■ WRITTEN REQUEST
List every line of the items below that contains the string "Instruction", treating uppercase and lowercase letters as different.

────────────────────

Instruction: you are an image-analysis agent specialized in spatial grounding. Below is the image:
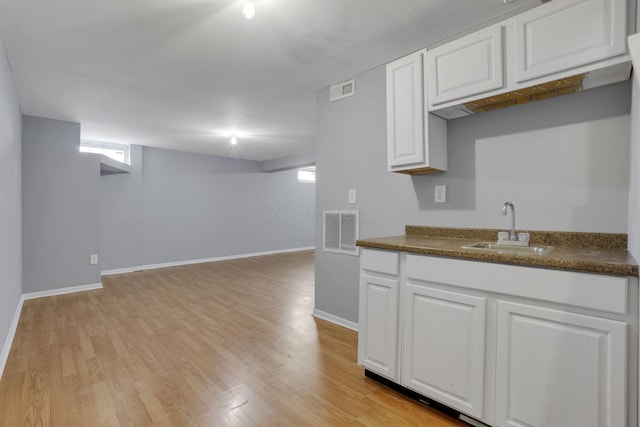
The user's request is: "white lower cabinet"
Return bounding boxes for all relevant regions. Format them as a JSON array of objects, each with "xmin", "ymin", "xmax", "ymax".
[
  {"xmin": 496, "ymin": 301, "xmax": 627, "ymax": 427},
  {"xmin": 358, "ymin": 275, "xmax": 398, "ymax": 380},
  {"xmin": 358, "ymin": 249, "xmax": 400, "ymax": 382},
  {"xmin": 358, "ymin": 249, "xmax": 638, "ymax": 427},
  {"xmin": 401, "ymin": 284, "xmax": 486, "ymax": 418}
]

────────────────────

■ EXERCISE SOLUTION
Instruction: you are an image-analysis agent specialized in spatial grounding. Below is the image:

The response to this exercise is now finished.